------ Data yang diberikan ------

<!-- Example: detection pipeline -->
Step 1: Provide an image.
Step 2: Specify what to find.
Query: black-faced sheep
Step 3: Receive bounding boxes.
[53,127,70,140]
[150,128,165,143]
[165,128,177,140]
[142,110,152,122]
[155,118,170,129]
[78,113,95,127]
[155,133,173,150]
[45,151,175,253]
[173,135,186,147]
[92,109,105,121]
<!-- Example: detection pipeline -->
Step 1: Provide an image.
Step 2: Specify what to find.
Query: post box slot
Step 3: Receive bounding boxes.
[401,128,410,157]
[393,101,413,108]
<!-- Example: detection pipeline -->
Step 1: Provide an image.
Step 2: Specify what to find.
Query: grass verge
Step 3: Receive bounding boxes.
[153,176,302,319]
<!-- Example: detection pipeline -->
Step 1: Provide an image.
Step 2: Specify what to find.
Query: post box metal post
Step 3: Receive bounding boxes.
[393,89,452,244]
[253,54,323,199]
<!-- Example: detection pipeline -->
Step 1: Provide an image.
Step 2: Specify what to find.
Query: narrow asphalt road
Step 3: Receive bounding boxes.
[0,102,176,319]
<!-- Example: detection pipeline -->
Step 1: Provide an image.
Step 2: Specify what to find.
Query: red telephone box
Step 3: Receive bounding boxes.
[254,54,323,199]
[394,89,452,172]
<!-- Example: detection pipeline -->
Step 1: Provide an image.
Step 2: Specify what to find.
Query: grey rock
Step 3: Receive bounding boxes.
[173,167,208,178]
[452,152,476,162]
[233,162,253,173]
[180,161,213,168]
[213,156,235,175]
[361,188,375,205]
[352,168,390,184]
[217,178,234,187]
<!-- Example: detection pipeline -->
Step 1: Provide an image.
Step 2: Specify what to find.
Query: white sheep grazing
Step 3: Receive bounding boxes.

------

# Tugas Anda
Cari semua baris di atas yang memuat kata "Query" dengan huruf besar dan kecil yang sama persis, lalu salin baris-baris tersebut.

# Hasil akhir
Query: black-faced sheep
Query: post box slot
Query: grass verge
Query: post box metal post
Query: narrow asphalt road
Query: red telephone box
Query: grey rock
Query: white sheep grazing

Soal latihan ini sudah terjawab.